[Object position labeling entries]

◆ ◆ ◆ ◆ ◆

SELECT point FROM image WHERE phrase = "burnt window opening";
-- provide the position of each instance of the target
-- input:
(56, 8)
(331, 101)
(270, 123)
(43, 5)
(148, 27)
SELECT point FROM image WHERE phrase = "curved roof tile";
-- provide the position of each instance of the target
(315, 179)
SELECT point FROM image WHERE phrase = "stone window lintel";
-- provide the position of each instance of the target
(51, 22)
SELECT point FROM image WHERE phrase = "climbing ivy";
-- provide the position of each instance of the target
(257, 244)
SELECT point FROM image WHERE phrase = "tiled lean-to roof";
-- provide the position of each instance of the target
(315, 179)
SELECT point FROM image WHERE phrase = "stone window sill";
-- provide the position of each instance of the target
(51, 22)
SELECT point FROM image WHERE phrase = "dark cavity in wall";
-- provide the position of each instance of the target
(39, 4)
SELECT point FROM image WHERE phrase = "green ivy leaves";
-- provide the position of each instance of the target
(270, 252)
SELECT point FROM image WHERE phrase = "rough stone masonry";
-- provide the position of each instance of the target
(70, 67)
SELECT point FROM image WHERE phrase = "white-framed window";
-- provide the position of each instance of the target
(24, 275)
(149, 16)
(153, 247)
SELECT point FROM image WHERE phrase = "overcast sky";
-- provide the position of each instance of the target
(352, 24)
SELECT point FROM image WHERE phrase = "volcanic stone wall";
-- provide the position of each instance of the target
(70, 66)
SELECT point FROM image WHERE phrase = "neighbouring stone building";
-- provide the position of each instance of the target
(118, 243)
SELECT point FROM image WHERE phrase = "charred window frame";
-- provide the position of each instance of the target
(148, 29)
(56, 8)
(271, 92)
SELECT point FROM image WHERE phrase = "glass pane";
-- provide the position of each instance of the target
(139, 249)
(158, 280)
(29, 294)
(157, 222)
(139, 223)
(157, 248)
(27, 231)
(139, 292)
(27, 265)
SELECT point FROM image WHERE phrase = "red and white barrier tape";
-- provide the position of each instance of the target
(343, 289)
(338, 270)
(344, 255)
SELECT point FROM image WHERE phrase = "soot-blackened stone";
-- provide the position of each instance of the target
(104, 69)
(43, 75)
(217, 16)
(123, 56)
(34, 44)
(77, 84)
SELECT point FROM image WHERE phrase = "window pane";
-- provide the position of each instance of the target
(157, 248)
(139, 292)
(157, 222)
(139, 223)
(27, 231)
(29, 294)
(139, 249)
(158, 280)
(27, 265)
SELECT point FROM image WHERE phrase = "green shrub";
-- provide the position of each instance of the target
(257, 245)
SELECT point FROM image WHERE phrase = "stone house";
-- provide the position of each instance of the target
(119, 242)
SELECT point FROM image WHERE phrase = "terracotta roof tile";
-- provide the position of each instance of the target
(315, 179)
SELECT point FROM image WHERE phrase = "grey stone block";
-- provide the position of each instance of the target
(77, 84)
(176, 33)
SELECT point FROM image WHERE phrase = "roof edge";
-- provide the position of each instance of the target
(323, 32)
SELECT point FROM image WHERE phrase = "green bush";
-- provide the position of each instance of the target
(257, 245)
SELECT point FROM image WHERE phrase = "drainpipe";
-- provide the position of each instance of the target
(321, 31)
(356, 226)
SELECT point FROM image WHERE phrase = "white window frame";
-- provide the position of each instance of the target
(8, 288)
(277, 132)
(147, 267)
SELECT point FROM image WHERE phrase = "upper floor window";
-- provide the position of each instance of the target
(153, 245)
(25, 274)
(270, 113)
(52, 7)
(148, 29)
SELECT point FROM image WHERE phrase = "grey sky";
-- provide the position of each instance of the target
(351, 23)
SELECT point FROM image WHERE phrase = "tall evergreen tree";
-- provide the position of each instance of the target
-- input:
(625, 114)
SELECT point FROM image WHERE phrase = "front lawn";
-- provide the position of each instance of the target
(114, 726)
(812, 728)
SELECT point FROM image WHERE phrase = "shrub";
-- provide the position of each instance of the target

◆ ◆ ◆ ◆ ◆

- [What to do] Make an exact copy of the records.

- [Exercise answer]
SELECT point FROM image WHERE phrase = "burnt window opening";
-- provide the position of each instance of the target
-- input:
(56, 8)
(331, 101)
(270, 123)
(43, 5)
(148, 27)
SELECT point FROM image WHERE phrase = "curved roof tile";
-- provide the position of each instance of the target
(315, 179)
SELECT point FROM image WHERE phrase = "stone window lintel";
-- provide the position of each instance of the target
(51, 22)
SELECT point FROM image WHERE phrase = "climbing ivy";
-- provide the position of each instance of the target
(257, 244)
SELECT point FROM image WHERE phrase = "tiled lean-to roof";
-- provide the position of each instance of the target
(315, 179)
SELECT point FROM image WHERE phrase = "stone window sill";
-- provide the position of each instance of the target
(51, 22)
SELECT point FROM image WHERE phrase = "dark cavity in wall";
-- provide the position of each instance of the target
(39, 4)
SELECT point FROM image WHERE phrase = "green ivy leaves";
-- provide the position of each instance of the target
(270, 252)
SELECT point FROM image WHERE phrase = "rough stone masonry";
-- provide the position of each instance of the target
(70, 67)
SELECT point FROM image WHERE phrase = "white-framed window";
-- provide the position of each instance of the target
(24, 275)
(149, 16)
(153, 247)
SELECT point FROM image WHERE phrase = "overcast sky";
-- provide the position of each instance of the target
(352, 24)
SELECT point FROM image WHERE phrase = "volcanic stone wall";
-- provide the position of each instance of the target
(70, 66)
SELECT point FROM image WHERE phrase = "neighbouring stone building";
-- provide the position of each instance of the target
(118, 243)
SELECT point FROM image WHERE phrase = "charred window frame";
-- provide the position of each instance of the target
(148, 29)
(56, 8)
(271, 92)
SELECT point FROM image WHERE phrase = "glass pane";
-- provide the position of each instance of the target
(139, 249)
(158, 280)
(29, 294)
(157, 222)
(139, 223)
(157, 248)
(27, 231)
(139, 292)
(27, 265)
SELECT point FROM image WHERE phrase = "red and white barrier tape";
-- provide the position of each instance of the target
(343, 289)
(338, 270)
(344, 255)
SELECT point FROM image WHERE phrase = "soot-blackened stone";
-- provide the position of each instance of the target
(104, 69)
(43, 75)
(217, 16)
(123, 56)
(34, 44)
(77, 84)
SELECT point FROM image WHERE phrase = "window pane";
-- provide the position of each instance of the target
(157, 248)
(139, 292)
(157, 222)
(139, 223)
(27, 231)
(29, 294)
(139, 249)
(158, 280)
(27, 265)
SELECT point FROM image WHERE phrase = "green shrub";
-- provide the position of each instance of the target
(257, 245)
SELECT point FROM image WHERE phrase = "stone house";
-- provide the position of each instance of the target
(119, 242)
SELECT point FROM image WHERE phrase = "terracotta roof tile";
-- provide the position of each instance of the target
(315, 179)
SELECT point FROM image WHERE phrase = "grey stone block";
-- provide the position of each instance of the target
(77, 84)
(176, 33)
SELECT point FROM image WHERE phrase = "roof edge";
-- provide the position of each instance of the target
(323, 32)
SELECT point FROM image WHERE phrase = "green bush";
-- provide the position of each instance of the target
(257, 245)
SELECT point FROM image WHERE phrase = "drainpipe";
-- provide the position of each instance of the target
(321, 31)
(356, 226)
SELECT point FROM image WHERE phrase = "white window frame";
-- provide the position of each instance of the target
(8, 288)
(277, 132)
(147, 267)
SELECT point FROM image WHERE phrase = "upper floor window";
-- provide the position of each instance of the target
(153, 245)
(25, 274)
(270, 113)
(52, 7)
(148, 29)
SELECT point FROM image WHERE phrase = "grey sky";
-- provide the position of each instance of the target
(351, 23)
SELECT point FROM image WHERE phrase = "tall evergreen tree";
-- provide the position of each instance of the target
-- input:
(625, 114)
SELECT point FROM image WHERE phrase = "front lawn";
-- provide the position of each instance of the target
(114, 726)
(812, 728)
SELECT point FROM image WHERE phrase = "shrub";
-- provide the position of each instance of the target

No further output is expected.